* **Written task**
Reproduce the listing below from the line with "Objective — for every instance of the evergreen" to the line with "(1263, 518)", including both of those lines, and leave the pictures out.

* **Given records**
════════════════════
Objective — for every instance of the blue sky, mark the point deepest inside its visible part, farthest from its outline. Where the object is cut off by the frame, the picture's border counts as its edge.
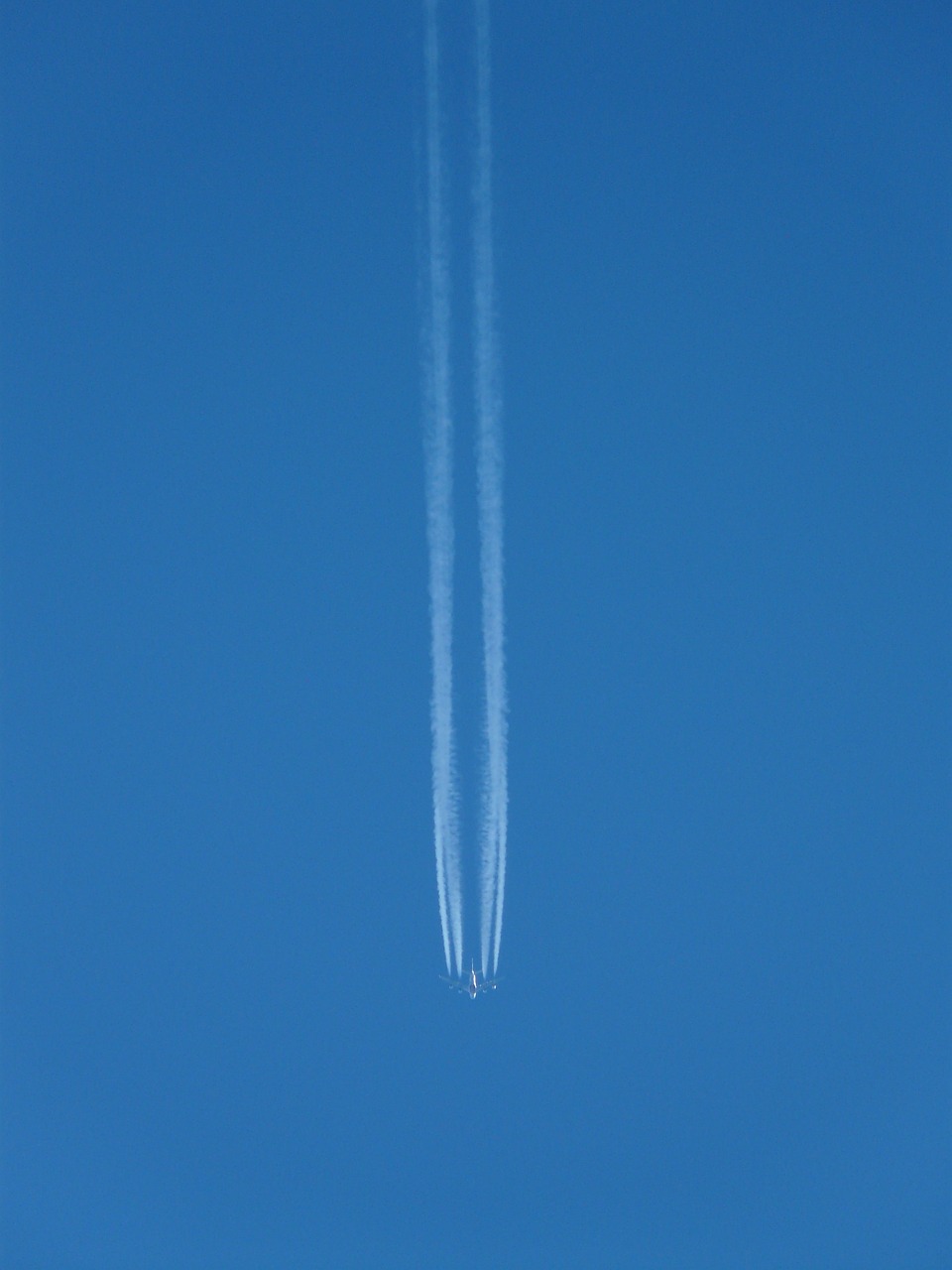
(724, 1032)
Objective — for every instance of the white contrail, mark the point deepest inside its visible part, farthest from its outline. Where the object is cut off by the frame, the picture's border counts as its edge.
(439, 521)
(489, 456)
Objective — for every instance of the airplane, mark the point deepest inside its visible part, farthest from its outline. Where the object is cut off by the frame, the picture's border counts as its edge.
(472, 985)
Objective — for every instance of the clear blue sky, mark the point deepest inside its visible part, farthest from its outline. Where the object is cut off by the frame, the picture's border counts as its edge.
(724, 1037)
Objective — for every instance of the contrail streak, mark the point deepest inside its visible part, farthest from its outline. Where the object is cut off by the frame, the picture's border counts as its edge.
(489, 471)
(439, 521)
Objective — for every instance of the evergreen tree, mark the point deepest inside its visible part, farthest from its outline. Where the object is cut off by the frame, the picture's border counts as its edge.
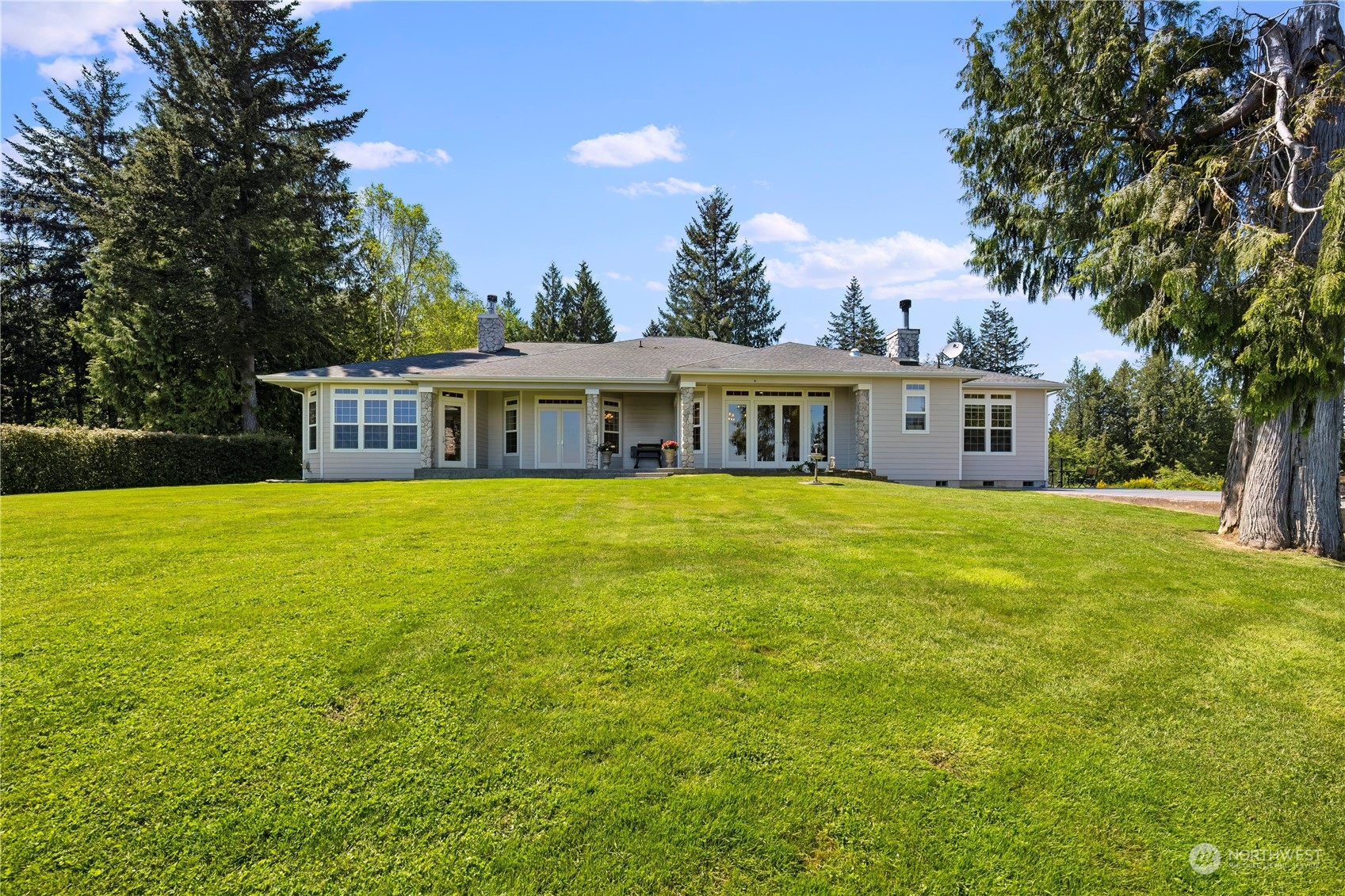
(590, 318)
(53, 165)
(717, 287)
(999, 347)
(515, 326)
(550, 322)
(853, 326)
(221, 245)
(967, 337)
(1181, 167)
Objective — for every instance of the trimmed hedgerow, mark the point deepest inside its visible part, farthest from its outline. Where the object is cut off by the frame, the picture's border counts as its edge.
(38, 459)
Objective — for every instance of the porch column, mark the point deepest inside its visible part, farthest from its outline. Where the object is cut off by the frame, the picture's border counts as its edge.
(686, 452)
(426, 398)
(861, 425)
(594, 428)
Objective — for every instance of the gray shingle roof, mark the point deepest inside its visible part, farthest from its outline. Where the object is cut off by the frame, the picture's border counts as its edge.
(652, 358)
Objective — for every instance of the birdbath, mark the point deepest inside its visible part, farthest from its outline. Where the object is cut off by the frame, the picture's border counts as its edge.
(816, 458)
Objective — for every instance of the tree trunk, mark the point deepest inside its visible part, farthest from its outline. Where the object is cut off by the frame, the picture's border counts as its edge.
(1314, 508)
(1235, 474)
(249, 364)
(1263, 518)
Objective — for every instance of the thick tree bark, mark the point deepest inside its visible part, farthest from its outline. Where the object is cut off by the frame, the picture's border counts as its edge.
(1263, 521)
(1235, 474)
(1314, 508)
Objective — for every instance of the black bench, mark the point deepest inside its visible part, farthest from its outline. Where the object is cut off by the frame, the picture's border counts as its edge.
(648, 451)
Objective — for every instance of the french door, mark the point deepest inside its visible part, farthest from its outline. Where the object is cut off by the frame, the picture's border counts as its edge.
(560, 437)
(764, 433)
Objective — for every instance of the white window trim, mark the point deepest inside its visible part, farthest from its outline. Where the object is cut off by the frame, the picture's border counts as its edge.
(928, 397)
(986, 402)
(515, 406)
(390, 396)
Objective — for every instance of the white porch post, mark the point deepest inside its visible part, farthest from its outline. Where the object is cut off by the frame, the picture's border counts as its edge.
(426, 410)
(594, 428)
(686, 451)
(862, 393)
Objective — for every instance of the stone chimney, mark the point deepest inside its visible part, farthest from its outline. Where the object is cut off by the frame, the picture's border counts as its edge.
(904, 343)
(490, 329)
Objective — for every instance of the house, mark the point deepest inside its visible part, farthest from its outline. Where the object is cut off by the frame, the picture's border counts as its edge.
(549, 406)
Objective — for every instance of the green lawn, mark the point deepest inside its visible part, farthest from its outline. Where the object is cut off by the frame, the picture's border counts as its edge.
(692, 685)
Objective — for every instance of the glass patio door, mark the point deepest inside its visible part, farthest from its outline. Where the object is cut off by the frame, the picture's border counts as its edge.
(560, 439)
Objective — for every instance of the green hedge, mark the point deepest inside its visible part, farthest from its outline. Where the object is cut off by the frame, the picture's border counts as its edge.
(40, 459)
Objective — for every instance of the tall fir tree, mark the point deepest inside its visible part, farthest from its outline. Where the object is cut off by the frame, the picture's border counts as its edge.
(853, 326)
(550, 322)
(717, 287)
(963, 334)
(54, 163)
(999, 346)
(515, 326)
(222, 242)
(590, 319)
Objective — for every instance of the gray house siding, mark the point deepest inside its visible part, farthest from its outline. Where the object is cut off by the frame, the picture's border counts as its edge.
(1028, 462)
(922, 458)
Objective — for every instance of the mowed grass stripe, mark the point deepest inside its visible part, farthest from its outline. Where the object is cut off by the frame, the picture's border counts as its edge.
(690, 685)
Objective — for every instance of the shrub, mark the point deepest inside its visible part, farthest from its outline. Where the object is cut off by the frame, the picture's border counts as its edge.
(1144, 482)
(40, 459)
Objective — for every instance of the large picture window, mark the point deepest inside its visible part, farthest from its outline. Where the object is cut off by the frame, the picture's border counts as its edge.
(988, 423)
(374, 418)
(915, 406)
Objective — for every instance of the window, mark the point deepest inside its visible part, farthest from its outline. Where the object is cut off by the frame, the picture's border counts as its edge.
(511, 427)
(365, 421)
(915, 406)
(403, 420)
(346, 418)
(612, 423)
(376, 418)
(988, 423)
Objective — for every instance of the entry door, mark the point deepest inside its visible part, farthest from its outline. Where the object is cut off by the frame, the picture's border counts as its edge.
(778, 433)
(455, 412)
(560, 439)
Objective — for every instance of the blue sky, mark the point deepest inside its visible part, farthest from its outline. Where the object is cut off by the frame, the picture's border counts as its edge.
(564, 132)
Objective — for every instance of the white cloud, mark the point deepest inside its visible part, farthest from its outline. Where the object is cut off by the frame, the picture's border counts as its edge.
(947, 288)
(630, 148)
(888, 261)
(384, 154)
(63, 69)
(670, 187)
(1100, 356)
(771, 227)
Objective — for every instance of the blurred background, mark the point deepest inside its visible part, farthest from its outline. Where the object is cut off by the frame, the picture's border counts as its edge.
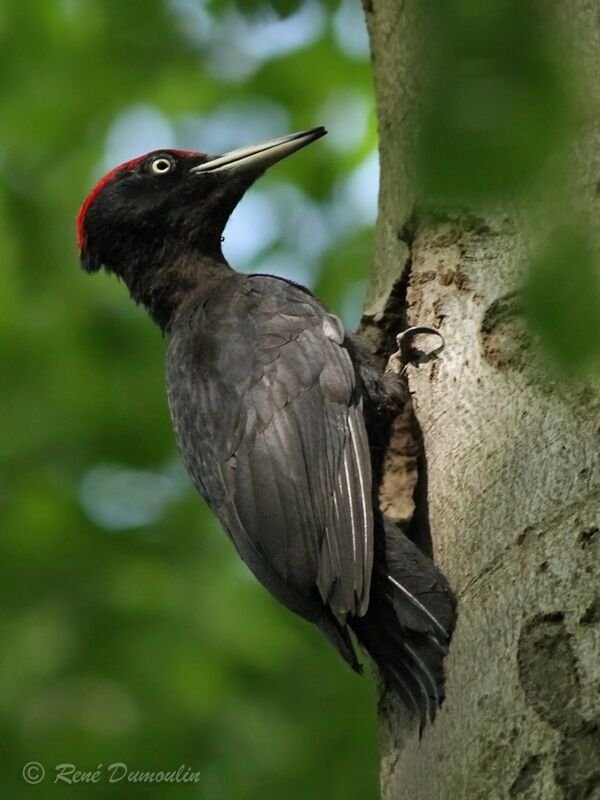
(130, 631)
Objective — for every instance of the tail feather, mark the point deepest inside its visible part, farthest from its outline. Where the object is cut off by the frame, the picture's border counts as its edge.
(408, 624)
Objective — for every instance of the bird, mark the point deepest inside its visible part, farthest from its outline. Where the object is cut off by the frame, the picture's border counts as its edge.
(280, 416)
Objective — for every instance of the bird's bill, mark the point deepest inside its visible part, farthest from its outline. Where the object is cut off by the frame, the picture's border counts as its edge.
(260, 156)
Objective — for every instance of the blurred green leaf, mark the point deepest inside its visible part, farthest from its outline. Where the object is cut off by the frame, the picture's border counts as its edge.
(497, 103)
(562, 298)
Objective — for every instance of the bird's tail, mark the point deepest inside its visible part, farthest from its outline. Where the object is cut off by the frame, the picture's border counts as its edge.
(409, 622)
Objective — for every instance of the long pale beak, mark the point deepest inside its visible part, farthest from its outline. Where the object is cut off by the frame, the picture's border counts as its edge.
(260, 156)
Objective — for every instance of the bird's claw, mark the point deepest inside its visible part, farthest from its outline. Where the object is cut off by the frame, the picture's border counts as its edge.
(407, 353)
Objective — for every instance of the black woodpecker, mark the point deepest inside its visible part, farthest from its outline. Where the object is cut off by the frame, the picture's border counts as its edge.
(278, 413)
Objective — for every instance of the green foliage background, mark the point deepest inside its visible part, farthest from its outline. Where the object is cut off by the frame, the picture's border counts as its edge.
(129, 631)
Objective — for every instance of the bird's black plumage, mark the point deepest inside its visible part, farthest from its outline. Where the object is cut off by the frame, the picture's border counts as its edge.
(276, 412)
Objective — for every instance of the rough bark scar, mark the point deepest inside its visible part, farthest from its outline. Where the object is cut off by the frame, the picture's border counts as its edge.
(548, 672)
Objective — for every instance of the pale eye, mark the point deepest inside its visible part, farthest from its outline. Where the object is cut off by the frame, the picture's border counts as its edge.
(162, 165)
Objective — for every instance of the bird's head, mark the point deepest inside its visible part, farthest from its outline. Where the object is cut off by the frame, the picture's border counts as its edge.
(170, 202)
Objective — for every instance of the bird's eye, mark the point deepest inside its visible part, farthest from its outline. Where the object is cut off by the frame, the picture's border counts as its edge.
(162, 165)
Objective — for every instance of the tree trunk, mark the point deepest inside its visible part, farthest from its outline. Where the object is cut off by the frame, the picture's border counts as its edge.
(509, 473)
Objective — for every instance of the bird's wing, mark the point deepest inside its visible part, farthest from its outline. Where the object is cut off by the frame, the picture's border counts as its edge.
(279, 442)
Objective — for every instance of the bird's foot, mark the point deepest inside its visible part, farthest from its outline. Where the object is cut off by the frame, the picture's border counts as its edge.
(408, 353)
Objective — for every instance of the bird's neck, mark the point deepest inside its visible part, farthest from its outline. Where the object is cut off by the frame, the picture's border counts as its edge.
(167, 287)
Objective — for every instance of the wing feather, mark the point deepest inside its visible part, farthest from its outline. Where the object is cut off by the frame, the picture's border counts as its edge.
(270, 425)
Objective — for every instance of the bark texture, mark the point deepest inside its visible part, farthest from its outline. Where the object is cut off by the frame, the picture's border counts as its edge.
(509, 473)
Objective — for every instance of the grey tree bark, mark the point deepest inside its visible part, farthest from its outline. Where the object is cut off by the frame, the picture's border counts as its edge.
(509, 478)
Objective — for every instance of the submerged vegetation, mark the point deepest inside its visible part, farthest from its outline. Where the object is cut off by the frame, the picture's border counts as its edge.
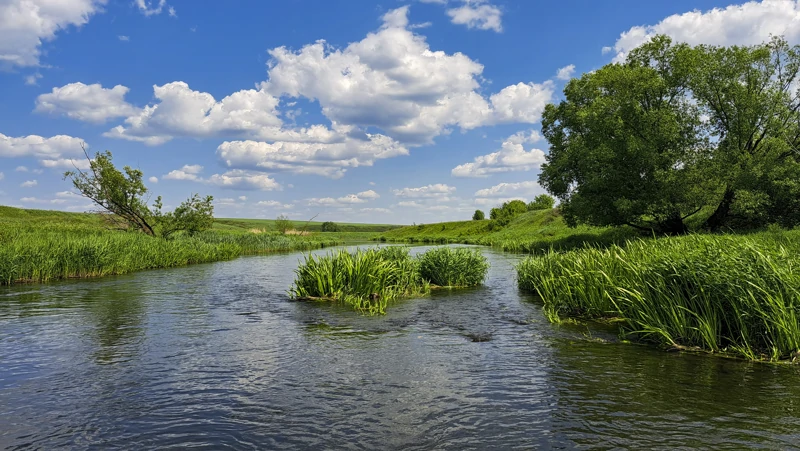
(453, 267)
(737, 295)
(368, 279)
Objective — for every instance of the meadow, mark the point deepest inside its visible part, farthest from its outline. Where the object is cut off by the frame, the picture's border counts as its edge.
(41, 246)
(530, 232)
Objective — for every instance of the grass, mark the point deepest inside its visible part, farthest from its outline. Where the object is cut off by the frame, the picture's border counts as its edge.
(531, 232)
(729, 294)
(41, 246)
(449, 267)
(367, 280)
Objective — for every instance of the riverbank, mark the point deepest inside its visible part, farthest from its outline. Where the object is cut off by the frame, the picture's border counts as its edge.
(41, 246)
(725, 294)
(530, 232)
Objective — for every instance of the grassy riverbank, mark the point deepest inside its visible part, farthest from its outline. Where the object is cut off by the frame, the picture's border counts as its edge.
(530, 232)
(41, 245)
(737, 295)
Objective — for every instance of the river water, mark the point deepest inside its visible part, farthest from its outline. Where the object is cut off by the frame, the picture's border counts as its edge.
(215, 356)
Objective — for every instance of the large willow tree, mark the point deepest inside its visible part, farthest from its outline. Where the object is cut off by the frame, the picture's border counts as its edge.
(679, 132)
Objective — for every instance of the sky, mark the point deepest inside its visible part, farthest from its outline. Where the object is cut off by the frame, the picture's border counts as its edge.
(385, 111)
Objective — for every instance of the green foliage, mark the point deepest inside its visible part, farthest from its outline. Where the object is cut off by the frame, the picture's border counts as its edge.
(504, 214)
(120, 194)
(531, 232)
(41, 246)
(192, 216)
(678, 131)
(453, 267)
(282, 224)
(365, 280)
(732, 294)
(541, 202)
(329, 226)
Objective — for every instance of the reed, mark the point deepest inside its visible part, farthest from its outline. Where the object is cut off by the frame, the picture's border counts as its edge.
(44, 246)
(731, 294)
(366, 280)
(453, 267)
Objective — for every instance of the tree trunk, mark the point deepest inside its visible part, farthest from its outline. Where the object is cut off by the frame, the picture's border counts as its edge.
(717, 219)
(673, 225)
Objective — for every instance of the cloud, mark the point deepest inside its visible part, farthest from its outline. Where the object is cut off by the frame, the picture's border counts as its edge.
(330, 159)
(273, 204)
(39, 147)
(33, 79)
(566, 72)
(745, 24)
(183, 112)
(477, 14)
(66, 163)
(89, 103)
(507, 191)
(235, 179)
(187, 172)
(511, 157)
(25, 24)
(153, 7)
(349, 199)
(394, 81)
(428, 191)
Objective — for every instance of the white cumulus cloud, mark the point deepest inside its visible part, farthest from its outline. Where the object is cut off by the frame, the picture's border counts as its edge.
(743, 24)
(477, 14)
(512, 156)
(89, 103)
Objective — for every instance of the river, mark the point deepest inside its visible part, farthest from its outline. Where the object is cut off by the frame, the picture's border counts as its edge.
(216, 356)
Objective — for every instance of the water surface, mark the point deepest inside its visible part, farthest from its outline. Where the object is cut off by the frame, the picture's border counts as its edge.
(215, 356)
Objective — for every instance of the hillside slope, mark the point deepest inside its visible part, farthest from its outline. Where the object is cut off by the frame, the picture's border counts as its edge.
(530, 232)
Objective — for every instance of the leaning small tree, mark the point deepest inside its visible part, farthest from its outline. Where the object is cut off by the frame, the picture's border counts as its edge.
(121, 196)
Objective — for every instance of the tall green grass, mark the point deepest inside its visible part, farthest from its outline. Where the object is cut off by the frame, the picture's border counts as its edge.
(368, 280)
(449, 267)
(41, 246)
(738, 295)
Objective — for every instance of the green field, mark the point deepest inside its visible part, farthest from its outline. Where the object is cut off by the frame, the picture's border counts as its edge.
(529, 232)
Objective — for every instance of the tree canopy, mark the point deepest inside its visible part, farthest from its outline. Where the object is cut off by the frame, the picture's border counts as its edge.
(121, 196)
(541, 202)
(677, 132)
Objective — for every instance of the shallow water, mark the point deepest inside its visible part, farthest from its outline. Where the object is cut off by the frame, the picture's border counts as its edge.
(215, 356)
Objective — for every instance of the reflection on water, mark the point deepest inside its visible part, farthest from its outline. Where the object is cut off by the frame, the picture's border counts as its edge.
(216, 356)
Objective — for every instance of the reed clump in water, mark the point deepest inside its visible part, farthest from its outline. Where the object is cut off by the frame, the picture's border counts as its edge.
(368, 280)
(453, 267)
(738, 295)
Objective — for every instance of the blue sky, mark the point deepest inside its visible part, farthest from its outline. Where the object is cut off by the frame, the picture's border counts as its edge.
(361, 111)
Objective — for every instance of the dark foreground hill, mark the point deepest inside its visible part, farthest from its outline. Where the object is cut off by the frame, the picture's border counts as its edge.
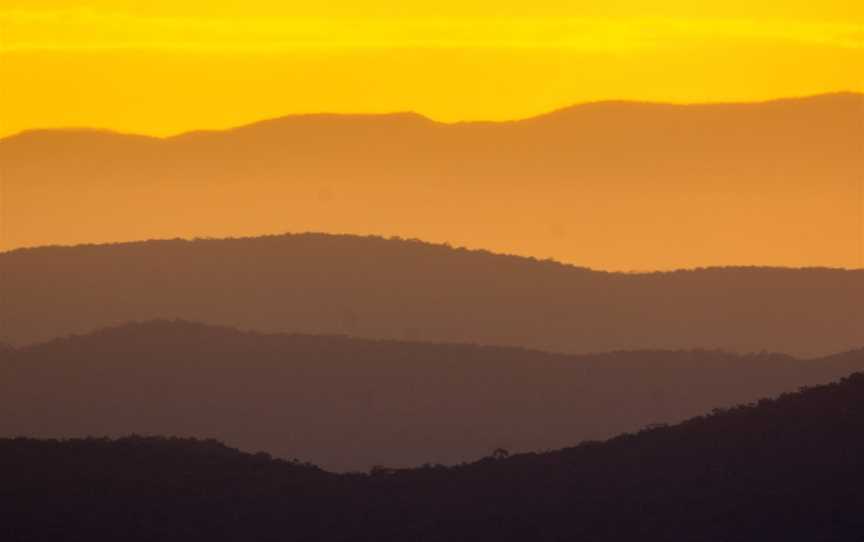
(609, 185)
(350, 404)
(399, 289)
(789, 469)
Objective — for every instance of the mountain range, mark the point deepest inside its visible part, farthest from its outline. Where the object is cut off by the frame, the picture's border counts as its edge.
(787, 469)
(609, 185)
(350, 404)
(379, 288)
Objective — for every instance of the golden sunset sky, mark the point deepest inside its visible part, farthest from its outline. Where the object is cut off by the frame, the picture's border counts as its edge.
(165, 66)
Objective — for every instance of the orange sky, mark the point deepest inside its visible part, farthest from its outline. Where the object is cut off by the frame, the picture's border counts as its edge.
════════════════════
* **The response**
Objective — for every instance of the evergreen tree, mark the point deepest inside its visible part, farthest from its outline. Where the object is cut off by the frame, the picture's border counts as its edge.
(590, 318)
(53, 165)
(717, 287)
(999, 347)
(515, 326)
(550, 322)
(853, 326)
(221, 245)
(967, 337)
(1181, 167)
Objective — for every instance of the trimmed hedgerow, mark the point deepest inside its visible part, farthest from its outline. Where the object is cut off by the frame, the picture's border counts as its edge.
(38, 459)
Objective — for every instance of the porch column, mark the point deepest inside its visible part, farthest from its outline. Where the object is cut off by the frame, the picture's border counts as its edge.
(686, 452)
(426, 398)
(861, 425)
(594, 428)
Objective — for every instance of the gray shingle roof, mark the point deepest inside its visible part, farthest from its outline. Where the object is cut off by the frame, the picture's border counts as its edge.
(652, 358)
Objective — for every instance of the birdbath, mark the point deepest inside its visible part, farthest from its outline. Where the object is cut off by the frame, the picture's border counts as its edge.
(816, 458)
Objective — for every instance of the tree trunk, mark the point deepest inside its visible part, farthest from its outline. Where the object is cut off by the frame, the picture's border counts as its edge.
(1314, 508)
(1235, 474)
(249, 364)
(1263, 518)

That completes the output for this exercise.